*提示文*
釜石に来てからわいた左耳。表面にはいつも血が滲む。右耳は大学時代にギョーザになった。(撮影/松本かおり)


 恐怖心を持たずに向かってくる相手に立ち向かう。足を踏み込んで懐に入り込み、相手の一番弱いところにヒットする。
 そんな風にタックルの心得を言葉にする河野ではあるが、最近まで利き肩とは逆の左タックルは苦手だったという。昨季が終わった後、その改善に着手した。

 2023-24シーズンは10試合に出場も、先発は1試合だけと、プレータイムが少なかった。
 シーズン後のヘッドコーチとの面談時、もっとプレーするために必要なことを話し合った結果、右肩でばかりタックルしている現実を指摘された。

「つい、得意な方でばかり入っていました。そこを改善しないと、質の高いタックルはできないし、逆ヘッドで危険もともなう」
 相手を正しく追い込む、トラッキングの動きに新たに取り組んだ。

 そして、セイムショルダー、セイムレッグ。相手にヒットする際、同じ側の肩と足を揃って出すように習慣づける。
 そう意識してプレーすることを徹底した結果が、今季開幕からの全6戦にすべて先発出場する結果につながっている。

 実は高校時代から大東大の1年時までは背番号11や14だった。その後フランカーになった。
 スペースに走り込むタイミングの良さや、スキを見つける感覚は、ウイング時代に磨いたものという。

 大学4年時には主将を務めた。卒業後、声をかけてくれていた中部電力に入り、プレーを続けた。しかし、大好きなラグビーをもっとやりたくて、知人を経て、シーウェイブスとの縁を得る。三陸の住人となった。2020年のことだ。

 ヤングリーダー、選手会副会長を経て、いま、クラブキャプテンを務めて2季目。グラウンド外で、選手と事務局をつなぐ役を担う。仲間たちの思いを伝え、風通しのいい環境を作る。それは、クラブのカルチャーを築くこと。
 この地域で、自分たちがどういう存在であるべきか。そんなことも考える。

ボールを持っても弾丸になる。写真は2トライを挙げた花園近鉄ライナーズ戦から。(撮影/松本かおり)


 現在はプロ選手として活動しているが、最初の3年間は釜石市役所で働いた。いろんなことを知り、感じた期間だった。
 東日本大震災は中3時の出来事。愛知に暮らしていたから、正直、詳細は分からなかった。

 その時から10年近く経って、シーウェイブスとの縁を得て、この地に暮らして思った。
「実際にここに来て、街の風景を見て、釜石の人たちと関わった。震災当時の話を聞く機会もあります。復興していっているとはいえ、心に傷を抱えている人がいる。そういう中で、市内の飲食店でシーウェイブスへの思いに触れたり、勇気もらっているという言葉をかけてもらうと、ただプレーするだけでなく、自分たちは、多くの人たちの思いを背負ってプレーしようという気持ちになる」
 チームメートの誰もが同じだろう。

 3月8日(土)、釜石鵜住居復興スタジアムでおこなわれるレッドハリケーンズ大阪戦(リーグワン ディビジョン2)との一戦は、東日本大震災復興祈念試合としておこなわれる。
「釜石にとっても、東北にとっても、大きな意味がある。その試合でしっかりと、80分の最後まで戦う姿を見せるのが僕らの使命」と気持ちを昂らせる。

 今季ここまでの、1勝5敗の結果の中には接戦を落としたものがいくつもある。
「細かいミスでトライを逃しています。そこでスコアできていたら勝てたのに競り負けている。やってきたことを全員で、すべて出し切りたい」の言葉に力が入る。

 試合当日の釜石は好天。多くの人がスタジアムに足を運ぶだろう。
 緑の山と青い空の下で、赤いジャージーの男たちが必死で勝利をつかみにいく姿を見て、試合後、ファンが酒場で語り合う。
 いい光景。何年も前からある時間。そこで、背番号7のタックルの話に花が咲くかもしれない。

*課題文*
提示文から、「この地域で、自分たちがどういう存在であるべきか。そんなことも考える。」を含む語句で始まり「祈念試合としておこなわれる。」で終わる部分を、一字も変えずに書き写してください。

*一覧*
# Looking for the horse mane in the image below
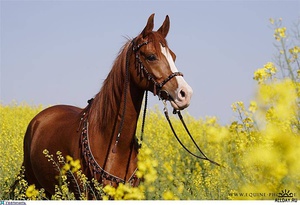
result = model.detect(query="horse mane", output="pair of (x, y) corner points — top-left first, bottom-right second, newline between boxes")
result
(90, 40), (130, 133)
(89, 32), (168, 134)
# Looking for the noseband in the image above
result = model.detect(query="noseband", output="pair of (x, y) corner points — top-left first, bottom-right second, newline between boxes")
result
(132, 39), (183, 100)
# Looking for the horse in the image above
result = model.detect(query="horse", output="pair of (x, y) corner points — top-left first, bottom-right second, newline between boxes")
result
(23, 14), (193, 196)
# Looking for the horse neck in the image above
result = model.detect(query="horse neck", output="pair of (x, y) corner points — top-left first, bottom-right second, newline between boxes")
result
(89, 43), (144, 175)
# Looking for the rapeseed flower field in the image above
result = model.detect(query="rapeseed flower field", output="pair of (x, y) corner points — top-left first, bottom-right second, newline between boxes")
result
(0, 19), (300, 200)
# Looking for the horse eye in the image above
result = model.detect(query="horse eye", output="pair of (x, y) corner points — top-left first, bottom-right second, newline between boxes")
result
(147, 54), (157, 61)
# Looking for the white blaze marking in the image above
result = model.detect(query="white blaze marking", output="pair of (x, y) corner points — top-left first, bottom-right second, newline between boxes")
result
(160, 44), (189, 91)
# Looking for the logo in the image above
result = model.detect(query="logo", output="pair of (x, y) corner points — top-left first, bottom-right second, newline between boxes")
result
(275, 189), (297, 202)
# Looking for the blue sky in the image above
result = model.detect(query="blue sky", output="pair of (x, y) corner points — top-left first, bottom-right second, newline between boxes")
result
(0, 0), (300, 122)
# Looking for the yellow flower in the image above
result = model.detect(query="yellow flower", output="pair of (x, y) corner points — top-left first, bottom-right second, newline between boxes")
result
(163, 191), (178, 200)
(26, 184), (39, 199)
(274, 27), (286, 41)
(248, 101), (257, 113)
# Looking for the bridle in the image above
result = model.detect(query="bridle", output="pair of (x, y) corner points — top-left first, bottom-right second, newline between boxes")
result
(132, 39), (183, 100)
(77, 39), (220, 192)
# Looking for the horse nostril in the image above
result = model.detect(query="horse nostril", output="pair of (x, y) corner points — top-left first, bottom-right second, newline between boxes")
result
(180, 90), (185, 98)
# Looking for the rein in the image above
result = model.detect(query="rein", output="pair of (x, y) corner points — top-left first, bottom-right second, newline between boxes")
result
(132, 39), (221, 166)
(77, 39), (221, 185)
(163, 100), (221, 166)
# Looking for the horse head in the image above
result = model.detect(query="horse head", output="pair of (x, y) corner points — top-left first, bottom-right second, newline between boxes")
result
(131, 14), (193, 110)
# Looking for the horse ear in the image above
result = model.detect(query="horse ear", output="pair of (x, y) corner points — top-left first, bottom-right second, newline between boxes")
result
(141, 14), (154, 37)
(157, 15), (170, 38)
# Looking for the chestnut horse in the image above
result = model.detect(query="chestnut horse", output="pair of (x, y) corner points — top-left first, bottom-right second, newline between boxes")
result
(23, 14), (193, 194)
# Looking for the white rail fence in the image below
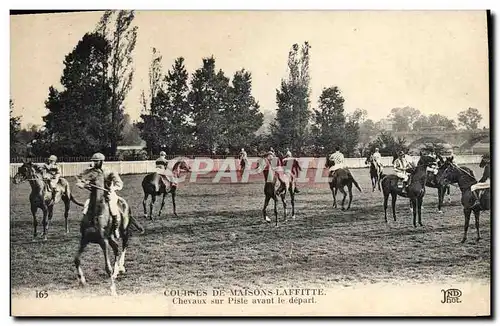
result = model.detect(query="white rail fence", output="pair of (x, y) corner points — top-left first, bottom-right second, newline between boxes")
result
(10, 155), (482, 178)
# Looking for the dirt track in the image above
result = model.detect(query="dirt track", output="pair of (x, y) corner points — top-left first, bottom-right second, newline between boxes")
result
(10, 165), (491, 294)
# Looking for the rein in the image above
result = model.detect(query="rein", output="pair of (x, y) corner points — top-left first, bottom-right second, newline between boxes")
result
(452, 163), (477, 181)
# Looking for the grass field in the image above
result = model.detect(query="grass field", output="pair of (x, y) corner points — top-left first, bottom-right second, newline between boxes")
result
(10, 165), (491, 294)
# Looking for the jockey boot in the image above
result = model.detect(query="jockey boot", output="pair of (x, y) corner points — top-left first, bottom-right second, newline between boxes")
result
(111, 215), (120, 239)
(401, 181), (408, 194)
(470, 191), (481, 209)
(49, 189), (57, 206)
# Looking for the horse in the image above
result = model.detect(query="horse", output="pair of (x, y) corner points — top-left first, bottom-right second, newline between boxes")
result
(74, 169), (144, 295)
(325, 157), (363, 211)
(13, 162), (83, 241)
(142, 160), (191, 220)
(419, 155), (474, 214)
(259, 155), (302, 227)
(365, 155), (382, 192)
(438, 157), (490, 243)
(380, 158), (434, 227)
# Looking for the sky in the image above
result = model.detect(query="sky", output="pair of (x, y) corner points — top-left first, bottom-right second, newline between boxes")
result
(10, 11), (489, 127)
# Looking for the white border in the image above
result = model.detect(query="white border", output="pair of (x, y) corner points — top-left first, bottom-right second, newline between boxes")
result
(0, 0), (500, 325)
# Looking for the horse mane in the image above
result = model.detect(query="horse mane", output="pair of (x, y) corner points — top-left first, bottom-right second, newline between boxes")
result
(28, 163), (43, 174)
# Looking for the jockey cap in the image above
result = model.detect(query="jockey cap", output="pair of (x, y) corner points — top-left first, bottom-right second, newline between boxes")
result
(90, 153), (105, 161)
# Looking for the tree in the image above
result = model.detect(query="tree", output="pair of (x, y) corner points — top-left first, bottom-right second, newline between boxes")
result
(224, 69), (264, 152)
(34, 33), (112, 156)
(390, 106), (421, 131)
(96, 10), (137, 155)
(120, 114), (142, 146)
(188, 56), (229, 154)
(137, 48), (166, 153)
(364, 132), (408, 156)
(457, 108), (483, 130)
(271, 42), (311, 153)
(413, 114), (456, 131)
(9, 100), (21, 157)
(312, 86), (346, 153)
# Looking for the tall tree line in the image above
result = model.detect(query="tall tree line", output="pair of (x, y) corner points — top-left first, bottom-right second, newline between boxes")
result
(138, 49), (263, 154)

*解答*
この地域で、自分たちがどういう存在であるべきか。そんなことも考える。

ボールを持っても弾丸になる。写真は2トライを挙げた花園近鉄ライナーズ戦から。(撮影/松本かおり)


 現在はプロ選手として活動しているが、最初の3年間は釜石市役所で働いた。いろんなことを知り、感じた期間だった。
 東日本大震災は中3時の出来事。愛知に暮らしていたから、正直、詳細は分からなかった。

 その時から10年近く経って、シーウェイブスとの縁を得て、この地に暮らして思った。
「実際にここに来て、街の風景を見て、釜石の人たちと関わった。震災当時の話を聞く機会もあります。復興していっているとはいえ、心に傷を抱えている人がいる。そういう中で、市内の飲食店でシーウェイブスへの思いに触れたり、勇気もらっているという言葉をかけてもらうと、ただプレーするだけでなく、自分たちは、多くの人たちの思いを背負ってプレーしようという気持ちになる」
 チームメートの誰もが同じだろう。

 3月8日(土)、釜石鵜住居復興スタジアムでおこなわれるレッドハリケーンズ大阪戦(リーグワン ディビジョン2)との一戦は、東日本大震災復興祈念試合としておこなわれる。